§ Petunjuk Pengerjaan:
• A. Menurut kutipan tentang pejabat K, di sekolah apa K disekolahkan?
• B. Lanjutkan kutipan tentang pejabat K, dimulai setelah kalimat terakhirnya.

§ Kutipan Bacaan:
________________________________________

Berbagai Perbedaan Dilematis
Sawitri Supardi Sadarjoen ;
Penulis Kolom “Konsultasi Psikologi” Kompas Minggu
|
KOMPAS,
27 September 2015
Dalam perjalanan ke
kantor, dari radio mobil saya mendengar wawancara seorang pejabat (K, 38
tahun) yang bicara dengan santun, jelas, dan sistematis. Yang bersangkutan
memang dikenal sebagai pejabat yang cerdas, pekerja keras dan santun dalam
berkomunikasi, serta banyak melontarkan senyum.
Hal yang kemudian
terpikir oleh saya adalah sebagai berikut:
Saya berkata pada diri
sendiri, pasti beliau seseorang yang sangat diberkati Tuhan dan memiliki
berbagai karakter yang berkualitas baik di samping tentu saja ada sisi fungsi
pribadi yang buruk. Mengapa? Karena, tidak satu pun manusia di dunia ini yang
benar-benar sempurna. Dan tak ada satu pun manusia yang buruk perangainya
tidak memiliki sisi baik.
K memang dikenal
sebagai sosok yang murah senyum dan ekspresi wajah yang hampir selalu ceria.
K agaknya adalah seseorang yang juga mudah mendapat teman serta memperlakukan
teman dengan baik dan tulus. Saya membayangkan juga bahwa saat K masih kecil
pastilah dia anak yang lucu dan pastinya cepat menyesuaikan diri dengan
lingkungan baru. Reaksi sosial dapat K lakukan dengan baik, misalnya saat
dikenalkan orangtua pada temannya, pastinya K percaya diri dan tanpa
malu-malu menjawab pertanyaan mereka.
Dari wawancara yang
dilakukan wartawan radio, K juga mengungkap bahwa K memperlakukan
kawan-kawannya dengan cara yang ramah dan banyak senyum, apakah temannya itu
orang asing, karena K disekolahkan di sekolah internasional di Jakarta.
Namun, dalam
perjalanan pertumbuhan kepribadian dan fisiknya, K selanjutnya bercerita
bahwa terjadi satu pengalaman buruk yang tidak diduganya. Setiap orang pasti
juga pernah mengalami sesuatu yang tidak bisa dielakkan, tanpa perkecualian.

________________________________________

(Entri kontur berlabel)
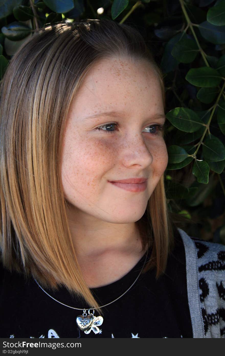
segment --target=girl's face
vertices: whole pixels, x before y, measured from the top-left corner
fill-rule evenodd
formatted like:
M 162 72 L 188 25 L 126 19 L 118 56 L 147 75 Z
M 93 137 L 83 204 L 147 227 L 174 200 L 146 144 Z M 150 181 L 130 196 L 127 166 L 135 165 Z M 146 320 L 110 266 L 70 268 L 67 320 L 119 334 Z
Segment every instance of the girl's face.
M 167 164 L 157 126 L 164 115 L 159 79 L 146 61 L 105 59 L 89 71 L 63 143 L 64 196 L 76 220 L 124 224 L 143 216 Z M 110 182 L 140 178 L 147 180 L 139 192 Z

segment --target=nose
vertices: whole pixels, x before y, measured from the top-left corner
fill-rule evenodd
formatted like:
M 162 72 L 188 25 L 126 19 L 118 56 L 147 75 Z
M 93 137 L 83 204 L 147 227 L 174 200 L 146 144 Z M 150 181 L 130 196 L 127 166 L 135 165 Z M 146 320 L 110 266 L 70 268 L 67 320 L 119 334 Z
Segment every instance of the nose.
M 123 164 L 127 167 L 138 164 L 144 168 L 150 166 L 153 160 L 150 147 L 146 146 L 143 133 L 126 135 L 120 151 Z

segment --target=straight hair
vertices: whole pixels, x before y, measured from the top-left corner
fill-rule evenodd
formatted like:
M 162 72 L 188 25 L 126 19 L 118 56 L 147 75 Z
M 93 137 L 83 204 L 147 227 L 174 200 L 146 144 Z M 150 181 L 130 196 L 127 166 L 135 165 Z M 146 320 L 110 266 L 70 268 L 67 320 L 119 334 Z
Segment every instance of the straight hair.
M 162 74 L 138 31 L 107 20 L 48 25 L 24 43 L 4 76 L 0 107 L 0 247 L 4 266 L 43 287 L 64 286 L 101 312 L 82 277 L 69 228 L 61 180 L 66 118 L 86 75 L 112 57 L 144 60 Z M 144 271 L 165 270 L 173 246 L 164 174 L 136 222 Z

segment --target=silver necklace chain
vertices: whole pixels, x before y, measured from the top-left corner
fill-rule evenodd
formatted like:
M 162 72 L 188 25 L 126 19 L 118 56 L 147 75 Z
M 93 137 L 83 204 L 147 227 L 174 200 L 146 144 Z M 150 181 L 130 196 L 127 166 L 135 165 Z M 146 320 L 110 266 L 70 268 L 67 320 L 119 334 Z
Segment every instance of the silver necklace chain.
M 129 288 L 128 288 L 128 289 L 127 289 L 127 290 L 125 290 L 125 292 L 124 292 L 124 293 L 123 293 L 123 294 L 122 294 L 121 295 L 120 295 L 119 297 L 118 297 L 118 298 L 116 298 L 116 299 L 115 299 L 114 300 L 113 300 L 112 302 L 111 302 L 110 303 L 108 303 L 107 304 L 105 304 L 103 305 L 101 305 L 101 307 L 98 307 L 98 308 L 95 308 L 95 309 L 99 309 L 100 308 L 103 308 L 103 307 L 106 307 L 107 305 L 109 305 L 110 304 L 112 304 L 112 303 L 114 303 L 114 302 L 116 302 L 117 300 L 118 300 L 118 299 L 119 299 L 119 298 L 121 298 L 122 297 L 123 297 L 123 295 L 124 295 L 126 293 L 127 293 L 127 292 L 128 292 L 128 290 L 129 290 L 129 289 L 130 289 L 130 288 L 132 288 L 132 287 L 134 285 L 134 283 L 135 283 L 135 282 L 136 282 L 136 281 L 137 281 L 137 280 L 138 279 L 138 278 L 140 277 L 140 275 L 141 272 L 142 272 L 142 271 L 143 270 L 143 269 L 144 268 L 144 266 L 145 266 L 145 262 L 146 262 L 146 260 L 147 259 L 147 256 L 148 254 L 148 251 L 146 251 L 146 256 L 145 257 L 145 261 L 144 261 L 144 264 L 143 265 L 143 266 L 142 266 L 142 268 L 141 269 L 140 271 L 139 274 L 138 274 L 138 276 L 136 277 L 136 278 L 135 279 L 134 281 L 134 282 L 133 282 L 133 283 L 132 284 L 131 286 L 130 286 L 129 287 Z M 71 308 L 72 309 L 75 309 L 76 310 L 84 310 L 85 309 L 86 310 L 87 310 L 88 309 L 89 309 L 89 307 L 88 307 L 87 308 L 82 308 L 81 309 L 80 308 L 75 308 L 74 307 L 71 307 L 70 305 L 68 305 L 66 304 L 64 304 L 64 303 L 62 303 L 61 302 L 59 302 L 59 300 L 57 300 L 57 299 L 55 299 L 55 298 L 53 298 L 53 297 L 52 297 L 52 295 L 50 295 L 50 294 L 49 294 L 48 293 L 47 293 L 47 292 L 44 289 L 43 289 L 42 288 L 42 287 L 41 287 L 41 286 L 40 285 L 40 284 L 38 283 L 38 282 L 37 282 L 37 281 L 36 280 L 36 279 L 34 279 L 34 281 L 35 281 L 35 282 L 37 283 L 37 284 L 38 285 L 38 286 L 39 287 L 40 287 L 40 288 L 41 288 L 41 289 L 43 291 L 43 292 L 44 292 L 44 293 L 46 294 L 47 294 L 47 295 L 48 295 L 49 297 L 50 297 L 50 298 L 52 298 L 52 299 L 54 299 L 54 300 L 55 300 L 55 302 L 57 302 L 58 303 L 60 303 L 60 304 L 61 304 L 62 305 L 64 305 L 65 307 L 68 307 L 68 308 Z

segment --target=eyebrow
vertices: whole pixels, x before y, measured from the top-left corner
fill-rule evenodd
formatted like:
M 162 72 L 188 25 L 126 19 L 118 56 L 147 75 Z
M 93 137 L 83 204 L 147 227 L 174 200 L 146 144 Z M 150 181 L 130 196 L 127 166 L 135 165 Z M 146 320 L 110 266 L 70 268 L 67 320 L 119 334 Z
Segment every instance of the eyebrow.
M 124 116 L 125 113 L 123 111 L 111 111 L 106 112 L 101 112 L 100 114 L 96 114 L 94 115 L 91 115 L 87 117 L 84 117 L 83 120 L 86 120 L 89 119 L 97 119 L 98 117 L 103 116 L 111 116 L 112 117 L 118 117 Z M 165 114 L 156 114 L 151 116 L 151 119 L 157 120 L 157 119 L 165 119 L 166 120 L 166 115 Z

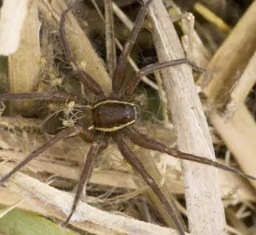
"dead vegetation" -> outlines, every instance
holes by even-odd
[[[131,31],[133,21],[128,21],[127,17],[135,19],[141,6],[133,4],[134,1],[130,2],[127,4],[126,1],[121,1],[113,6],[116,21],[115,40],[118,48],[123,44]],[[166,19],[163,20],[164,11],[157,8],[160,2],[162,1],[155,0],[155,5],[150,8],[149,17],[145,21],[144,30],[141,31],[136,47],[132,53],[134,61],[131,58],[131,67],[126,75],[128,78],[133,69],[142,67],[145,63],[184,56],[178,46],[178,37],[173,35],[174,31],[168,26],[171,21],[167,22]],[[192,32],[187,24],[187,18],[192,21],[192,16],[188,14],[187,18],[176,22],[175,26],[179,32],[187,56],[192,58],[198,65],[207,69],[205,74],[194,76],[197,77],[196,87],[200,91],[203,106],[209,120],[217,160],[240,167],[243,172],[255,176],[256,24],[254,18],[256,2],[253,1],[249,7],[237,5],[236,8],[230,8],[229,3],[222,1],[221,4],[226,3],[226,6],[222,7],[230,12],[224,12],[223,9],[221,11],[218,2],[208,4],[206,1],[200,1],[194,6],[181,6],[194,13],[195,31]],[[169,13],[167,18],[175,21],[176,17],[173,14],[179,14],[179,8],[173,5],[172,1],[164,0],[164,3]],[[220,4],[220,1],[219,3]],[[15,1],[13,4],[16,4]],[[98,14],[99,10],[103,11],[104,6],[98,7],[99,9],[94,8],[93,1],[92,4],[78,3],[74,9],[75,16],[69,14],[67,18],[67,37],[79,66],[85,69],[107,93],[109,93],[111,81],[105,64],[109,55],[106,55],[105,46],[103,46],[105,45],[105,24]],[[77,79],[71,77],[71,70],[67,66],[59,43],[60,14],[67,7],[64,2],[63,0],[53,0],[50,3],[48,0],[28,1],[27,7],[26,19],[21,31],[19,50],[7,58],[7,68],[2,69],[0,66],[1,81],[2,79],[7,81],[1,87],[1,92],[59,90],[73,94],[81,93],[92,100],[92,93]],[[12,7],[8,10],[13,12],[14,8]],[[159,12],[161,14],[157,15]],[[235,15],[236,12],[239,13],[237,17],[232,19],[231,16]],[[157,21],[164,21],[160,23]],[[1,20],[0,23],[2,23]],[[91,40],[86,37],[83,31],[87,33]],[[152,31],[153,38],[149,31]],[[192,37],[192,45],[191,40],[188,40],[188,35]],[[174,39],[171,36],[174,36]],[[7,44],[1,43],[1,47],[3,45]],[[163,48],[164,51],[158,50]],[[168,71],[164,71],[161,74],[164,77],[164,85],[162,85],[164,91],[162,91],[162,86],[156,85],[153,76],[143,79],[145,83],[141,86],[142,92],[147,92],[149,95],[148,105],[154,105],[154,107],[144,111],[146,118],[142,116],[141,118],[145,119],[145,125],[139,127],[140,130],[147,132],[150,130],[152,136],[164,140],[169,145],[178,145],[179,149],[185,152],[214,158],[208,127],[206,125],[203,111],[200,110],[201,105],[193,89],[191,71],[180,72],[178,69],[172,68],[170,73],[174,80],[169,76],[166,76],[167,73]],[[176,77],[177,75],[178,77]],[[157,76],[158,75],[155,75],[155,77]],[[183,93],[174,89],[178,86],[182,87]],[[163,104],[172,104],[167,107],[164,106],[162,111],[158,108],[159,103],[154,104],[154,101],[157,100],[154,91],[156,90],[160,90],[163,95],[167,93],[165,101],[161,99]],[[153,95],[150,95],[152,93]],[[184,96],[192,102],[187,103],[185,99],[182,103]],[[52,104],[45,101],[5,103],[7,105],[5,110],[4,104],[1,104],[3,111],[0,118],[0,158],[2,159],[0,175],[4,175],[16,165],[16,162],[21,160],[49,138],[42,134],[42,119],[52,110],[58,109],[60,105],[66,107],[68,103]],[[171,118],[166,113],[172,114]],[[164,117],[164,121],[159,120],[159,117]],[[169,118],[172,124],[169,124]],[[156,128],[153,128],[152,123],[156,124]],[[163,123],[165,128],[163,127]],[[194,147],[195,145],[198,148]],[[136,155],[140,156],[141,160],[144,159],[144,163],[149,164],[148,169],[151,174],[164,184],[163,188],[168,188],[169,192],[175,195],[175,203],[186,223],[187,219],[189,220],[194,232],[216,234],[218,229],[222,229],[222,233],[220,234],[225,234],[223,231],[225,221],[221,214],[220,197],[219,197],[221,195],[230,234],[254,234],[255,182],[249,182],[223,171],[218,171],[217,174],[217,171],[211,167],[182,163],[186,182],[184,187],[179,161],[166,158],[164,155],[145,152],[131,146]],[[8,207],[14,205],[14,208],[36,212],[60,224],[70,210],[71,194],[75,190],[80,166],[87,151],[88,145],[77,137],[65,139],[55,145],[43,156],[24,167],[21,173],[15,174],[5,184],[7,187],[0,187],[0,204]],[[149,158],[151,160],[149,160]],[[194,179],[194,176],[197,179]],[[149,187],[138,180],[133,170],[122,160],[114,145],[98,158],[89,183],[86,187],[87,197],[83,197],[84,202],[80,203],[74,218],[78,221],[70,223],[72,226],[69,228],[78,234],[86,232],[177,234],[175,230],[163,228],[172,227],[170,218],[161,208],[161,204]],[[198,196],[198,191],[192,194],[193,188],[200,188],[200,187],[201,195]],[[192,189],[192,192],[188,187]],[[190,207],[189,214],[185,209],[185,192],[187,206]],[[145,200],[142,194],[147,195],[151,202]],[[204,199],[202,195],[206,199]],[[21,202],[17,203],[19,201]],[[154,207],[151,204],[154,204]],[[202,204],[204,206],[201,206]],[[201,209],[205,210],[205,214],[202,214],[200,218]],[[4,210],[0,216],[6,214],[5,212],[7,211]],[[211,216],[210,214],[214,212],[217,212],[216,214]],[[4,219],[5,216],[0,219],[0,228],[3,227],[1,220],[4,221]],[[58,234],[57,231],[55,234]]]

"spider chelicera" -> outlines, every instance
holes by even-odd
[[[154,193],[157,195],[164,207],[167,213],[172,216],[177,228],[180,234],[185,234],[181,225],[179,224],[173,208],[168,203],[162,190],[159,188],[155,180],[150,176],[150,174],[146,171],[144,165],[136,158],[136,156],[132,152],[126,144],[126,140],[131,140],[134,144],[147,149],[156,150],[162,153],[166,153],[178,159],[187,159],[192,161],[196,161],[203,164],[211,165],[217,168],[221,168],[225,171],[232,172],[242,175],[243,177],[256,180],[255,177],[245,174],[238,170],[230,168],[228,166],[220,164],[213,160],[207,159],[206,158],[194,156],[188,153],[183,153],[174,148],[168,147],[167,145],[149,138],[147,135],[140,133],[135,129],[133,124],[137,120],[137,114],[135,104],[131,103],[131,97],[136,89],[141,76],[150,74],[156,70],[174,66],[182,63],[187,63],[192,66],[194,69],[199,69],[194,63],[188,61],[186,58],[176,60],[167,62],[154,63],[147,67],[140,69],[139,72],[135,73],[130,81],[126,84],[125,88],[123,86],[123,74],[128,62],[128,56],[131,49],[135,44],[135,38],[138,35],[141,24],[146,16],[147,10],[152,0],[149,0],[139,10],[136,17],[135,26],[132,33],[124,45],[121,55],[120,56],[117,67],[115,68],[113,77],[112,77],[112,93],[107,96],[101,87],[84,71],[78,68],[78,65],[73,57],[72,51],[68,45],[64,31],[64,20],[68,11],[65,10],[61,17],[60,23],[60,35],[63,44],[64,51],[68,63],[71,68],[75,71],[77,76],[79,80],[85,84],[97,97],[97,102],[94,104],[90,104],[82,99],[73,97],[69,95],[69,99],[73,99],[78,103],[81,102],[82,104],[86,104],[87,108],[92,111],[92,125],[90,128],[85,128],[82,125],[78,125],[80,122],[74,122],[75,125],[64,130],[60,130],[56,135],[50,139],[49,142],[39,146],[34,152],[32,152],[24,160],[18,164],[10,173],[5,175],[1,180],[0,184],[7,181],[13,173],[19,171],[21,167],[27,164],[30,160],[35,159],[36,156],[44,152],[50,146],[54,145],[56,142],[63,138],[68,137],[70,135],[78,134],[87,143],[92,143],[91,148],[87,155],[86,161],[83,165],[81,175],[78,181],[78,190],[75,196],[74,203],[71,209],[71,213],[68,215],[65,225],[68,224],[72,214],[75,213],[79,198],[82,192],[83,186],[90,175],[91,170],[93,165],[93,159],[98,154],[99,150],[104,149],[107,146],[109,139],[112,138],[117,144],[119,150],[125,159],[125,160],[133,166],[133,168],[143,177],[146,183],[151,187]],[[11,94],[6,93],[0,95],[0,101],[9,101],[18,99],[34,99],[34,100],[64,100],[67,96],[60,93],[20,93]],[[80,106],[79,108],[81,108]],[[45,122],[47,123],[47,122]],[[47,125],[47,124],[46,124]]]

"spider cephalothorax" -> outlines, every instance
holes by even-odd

________________________________________

§ Hasil Pengerjaan:
• A. K disekolahkan di sekolah internasional di Jakarta.

• B.
Kawan-kawan lain ras
di sekolahnya pada suatu saat terlibat perkelahian, dan mereka saling
mengejek perbedaan warna kulit. Hal ini berpengaruh pada kesatuan penghayatan
kebersamaan yang sebenarnya sudah ditanamkan di sekolah internasional
tersebut. Walaupun perkelahian tersebut dapat dilerai, kejadian itu melukai
perasaan K dan membuat dia menyadari bahwa warna kulitnya berbeda dengan
kawan lainnya.
Nah, dari cerita itu
saya semakin menyimak bahwa manusia tidak memiliki kecenderungan untuk bisa
mengatasi perasaan perbedaan dengan sesama. Walaupun tidak sampai
mengakibatkan kebencian yang amat sangat, terkadang kita membesar-besarkan
perbedaan yang ada dan bukannya berusaha meminimalkan perbedaan tersebut.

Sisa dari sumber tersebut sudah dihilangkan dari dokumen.